EXERCISE PROMPT:
Can you render the part of the listing that opens with the line containing "point: thick green" and runs through the end of the listing as a numbered list, leaving out any blank lines?

--------------------

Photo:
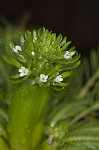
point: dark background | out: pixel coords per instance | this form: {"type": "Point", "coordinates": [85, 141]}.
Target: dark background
{"type": "Point", "coordinates": [76, 19]}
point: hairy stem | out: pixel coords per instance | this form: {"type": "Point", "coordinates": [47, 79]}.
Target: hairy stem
{"type": "Point", "coordinates": [26, 117]}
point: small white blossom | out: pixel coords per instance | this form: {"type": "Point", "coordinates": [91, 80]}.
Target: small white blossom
{"type": "Point", "coordinates": [43, 78]}
{"type": "Point", "coordinates": [17, 48]}
{"type": "Point", "coordinates": [58, 79]}
{"type": "Point", "coordinates": [32, 53]}
{"type": "Point", "coordinates": [23, 71]}
{"type": "Point", "coordinates": [68, 54]}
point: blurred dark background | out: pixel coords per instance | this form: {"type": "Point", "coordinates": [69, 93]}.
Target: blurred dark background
{"type": "Point", "coordinates": [76, 19]}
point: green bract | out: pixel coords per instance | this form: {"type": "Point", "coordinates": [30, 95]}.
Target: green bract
{"type": "Point", "coordinates": [42, 58]}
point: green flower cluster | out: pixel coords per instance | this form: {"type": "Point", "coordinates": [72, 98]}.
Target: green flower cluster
{"type": "Point", "coordinates": [42, 58]}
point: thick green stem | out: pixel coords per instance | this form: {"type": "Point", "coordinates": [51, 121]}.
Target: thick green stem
{"type": "Point", "coordinates": [26, 117]}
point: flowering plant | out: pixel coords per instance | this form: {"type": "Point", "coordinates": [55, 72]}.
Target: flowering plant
{"type": "Point", "coordinates": [42, 58]}
{"type": "Point", "coordinates": [44, 61]}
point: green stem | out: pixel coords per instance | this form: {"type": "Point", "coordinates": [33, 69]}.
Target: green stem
{"type": "Point", "coordinates": [26, 117]}
{"type": "Point", "coordinates": [84, 113]}
{"type": "Point", "coordinates": [3, 145]}
{"type": "Point", "coordinates": [88, 85]}
{"type": "Point", "coordinates": [81, 138]}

--------------------

SOLUTION BELOW:
1. point: thick green stem | out: pixel coords per instance | this form: {"type": "Point", "coordinates": [51, 121]}.
2. Target: thick green stem
3. {"type": "Point", "coordinates": [26, 117]}
4. point: flowering plant | out: pixel coords per instance | this form: {"type": "Point", "coordinates": [55, 72]}.
5. Target: flowering plant
6. {"type": "Point", "coordinates": [42, 58]}
7. {"type": "Point", "coordinates": [44, 61]}
8. point: green stem | out: pixel coords per instance | this form: {"type": "Point", "coordinates": [33, 69]}.
9. Target: green stem
10. {"type": "Point", "coordinates": [26, 117]}
11. {"type": "Point", "coordinates": [84, 113]}
12. {"type": "Point", "coordinates": [3, 145]}
13. {"type": "Point", "coordinates": [88, 85]}
14. {"type": "Point", "coordinates": [81, 138]}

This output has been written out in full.